What you have to do:
Go to the line in the data below that contains "Target: dark wood surface". Write it out exactly, along with every later line through the last, and nothing else.

(Saved data entries)

□ □ □ □

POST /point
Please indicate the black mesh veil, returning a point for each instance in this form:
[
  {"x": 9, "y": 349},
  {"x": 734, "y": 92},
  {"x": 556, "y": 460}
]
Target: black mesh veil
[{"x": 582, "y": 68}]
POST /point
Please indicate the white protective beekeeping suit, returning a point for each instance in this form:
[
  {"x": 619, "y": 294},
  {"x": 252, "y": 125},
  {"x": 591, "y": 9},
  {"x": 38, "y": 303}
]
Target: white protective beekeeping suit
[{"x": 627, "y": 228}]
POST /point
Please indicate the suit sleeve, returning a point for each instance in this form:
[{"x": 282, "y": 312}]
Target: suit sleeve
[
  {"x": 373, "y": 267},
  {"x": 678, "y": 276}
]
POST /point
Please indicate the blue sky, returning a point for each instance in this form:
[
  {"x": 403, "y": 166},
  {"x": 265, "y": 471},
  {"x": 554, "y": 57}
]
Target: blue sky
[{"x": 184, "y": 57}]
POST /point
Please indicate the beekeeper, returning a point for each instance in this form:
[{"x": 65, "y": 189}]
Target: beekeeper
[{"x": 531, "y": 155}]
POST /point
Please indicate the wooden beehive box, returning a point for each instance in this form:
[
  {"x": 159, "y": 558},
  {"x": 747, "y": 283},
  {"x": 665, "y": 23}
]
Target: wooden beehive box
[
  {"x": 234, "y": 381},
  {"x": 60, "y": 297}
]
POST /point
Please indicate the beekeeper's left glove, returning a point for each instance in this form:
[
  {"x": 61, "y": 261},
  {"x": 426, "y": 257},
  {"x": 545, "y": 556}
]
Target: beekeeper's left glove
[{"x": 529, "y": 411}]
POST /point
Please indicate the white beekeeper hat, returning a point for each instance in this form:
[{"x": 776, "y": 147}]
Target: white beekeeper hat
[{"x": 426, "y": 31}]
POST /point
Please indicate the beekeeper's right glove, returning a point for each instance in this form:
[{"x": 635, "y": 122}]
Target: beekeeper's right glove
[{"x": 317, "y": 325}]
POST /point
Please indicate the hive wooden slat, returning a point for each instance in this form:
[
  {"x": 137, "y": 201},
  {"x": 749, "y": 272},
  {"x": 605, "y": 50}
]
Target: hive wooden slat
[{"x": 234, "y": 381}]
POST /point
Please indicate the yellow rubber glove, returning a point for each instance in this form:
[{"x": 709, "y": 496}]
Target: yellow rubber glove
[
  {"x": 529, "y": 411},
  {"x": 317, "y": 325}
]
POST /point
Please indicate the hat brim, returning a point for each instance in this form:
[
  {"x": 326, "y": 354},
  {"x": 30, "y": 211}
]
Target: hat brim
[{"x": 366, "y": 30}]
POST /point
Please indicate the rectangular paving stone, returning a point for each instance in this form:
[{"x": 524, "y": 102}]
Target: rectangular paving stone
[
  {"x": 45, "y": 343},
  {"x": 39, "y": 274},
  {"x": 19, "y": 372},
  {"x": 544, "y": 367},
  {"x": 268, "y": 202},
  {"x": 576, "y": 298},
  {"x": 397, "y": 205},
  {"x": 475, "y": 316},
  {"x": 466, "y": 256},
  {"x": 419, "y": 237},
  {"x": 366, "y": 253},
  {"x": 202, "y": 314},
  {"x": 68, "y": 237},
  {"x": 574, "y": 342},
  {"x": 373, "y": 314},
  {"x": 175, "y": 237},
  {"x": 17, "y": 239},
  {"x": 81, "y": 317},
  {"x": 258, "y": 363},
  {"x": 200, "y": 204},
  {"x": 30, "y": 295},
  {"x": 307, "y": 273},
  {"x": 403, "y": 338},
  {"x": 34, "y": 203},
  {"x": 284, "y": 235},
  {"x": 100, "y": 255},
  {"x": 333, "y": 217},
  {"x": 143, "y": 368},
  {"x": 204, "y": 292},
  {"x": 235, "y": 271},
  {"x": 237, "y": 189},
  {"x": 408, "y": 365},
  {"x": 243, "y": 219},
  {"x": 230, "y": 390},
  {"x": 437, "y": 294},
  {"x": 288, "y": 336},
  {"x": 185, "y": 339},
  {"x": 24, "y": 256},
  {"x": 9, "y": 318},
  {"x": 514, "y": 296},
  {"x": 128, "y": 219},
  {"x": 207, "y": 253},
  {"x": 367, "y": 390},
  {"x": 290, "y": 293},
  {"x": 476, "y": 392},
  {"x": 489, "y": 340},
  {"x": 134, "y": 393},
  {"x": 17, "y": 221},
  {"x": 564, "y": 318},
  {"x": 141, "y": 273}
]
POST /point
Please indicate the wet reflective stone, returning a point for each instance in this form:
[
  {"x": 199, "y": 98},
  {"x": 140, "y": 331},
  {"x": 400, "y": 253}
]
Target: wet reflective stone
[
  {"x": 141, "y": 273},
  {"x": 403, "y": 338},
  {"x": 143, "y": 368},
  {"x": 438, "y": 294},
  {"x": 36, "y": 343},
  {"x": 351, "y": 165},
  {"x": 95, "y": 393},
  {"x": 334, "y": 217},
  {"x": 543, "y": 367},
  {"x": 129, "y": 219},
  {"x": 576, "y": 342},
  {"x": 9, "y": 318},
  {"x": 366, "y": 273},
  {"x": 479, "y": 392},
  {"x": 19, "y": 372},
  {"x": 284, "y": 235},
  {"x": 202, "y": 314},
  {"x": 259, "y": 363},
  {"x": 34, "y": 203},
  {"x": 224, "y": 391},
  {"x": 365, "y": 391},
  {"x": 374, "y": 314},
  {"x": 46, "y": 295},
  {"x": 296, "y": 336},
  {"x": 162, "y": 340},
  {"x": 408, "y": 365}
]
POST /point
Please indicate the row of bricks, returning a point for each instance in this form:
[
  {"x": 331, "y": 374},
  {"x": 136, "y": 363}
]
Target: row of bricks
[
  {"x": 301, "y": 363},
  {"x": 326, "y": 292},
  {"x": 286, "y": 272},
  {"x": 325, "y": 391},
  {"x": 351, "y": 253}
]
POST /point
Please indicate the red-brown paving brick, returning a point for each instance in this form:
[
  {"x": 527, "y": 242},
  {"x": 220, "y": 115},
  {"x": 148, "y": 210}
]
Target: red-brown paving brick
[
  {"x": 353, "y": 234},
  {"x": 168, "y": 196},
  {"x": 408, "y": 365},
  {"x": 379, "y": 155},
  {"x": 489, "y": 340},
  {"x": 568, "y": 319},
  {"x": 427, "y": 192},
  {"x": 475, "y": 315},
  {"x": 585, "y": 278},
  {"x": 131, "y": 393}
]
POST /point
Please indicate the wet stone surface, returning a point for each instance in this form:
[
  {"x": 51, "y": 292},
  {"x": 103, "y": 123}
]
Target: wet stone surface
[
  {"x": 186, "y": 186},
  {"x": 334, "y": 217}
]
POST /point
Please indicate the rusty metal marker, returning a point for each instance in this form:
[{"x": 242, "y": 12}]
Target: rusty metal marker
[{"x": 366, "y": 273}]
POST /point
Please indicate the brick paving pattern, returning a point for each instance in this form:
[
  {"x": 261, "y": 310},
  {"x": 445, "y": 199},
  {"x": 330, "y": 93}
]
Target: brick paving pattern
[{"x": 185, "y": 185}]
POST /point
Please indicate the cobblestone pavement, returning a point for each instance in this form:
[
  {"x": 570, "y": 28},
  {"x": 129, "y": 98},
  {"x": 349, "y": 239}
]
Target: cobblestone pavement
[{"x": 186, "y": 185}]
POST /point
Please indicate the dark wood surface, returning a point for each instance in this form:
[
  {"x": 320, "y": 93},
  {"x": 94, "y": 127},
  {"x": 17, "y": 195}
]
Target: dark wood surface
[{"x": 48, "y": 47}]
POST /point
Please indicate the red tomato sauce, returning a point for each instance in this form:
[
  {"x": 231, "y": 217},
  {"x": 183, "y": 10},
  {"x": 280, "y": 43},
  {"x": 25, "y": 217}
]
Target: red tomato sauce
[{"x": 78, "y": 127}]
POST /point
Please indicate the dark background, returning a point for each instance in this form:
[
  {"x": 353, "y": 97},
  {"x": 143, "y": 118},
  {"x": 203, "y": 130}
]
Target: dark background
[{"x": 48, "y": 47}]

□ □ □ □

Result for this task:
Target: dark wood surface
[{"x": 48, "y": 47}]
POST /point
Please indicate the red tomato sauce, returning a point for each instance in this form:
[
  {"x": 231, "y": 217},
  {"x": 183, "y": 10},
  {"x": 280, "y": 43},
  {"x": 25, "y": 217}
]
Target: red tomato sauce
[{"x": 78, "y": 127}]
POST /point
Please indicate the dark background, returning a point for each instance in this form:
[
  {"x": 353, "y": 97},
  {"x": 143, "y": 118},
  {"x": 203, "y": 130}
]
Target: dark background
[{"x": 48, "y": 47}]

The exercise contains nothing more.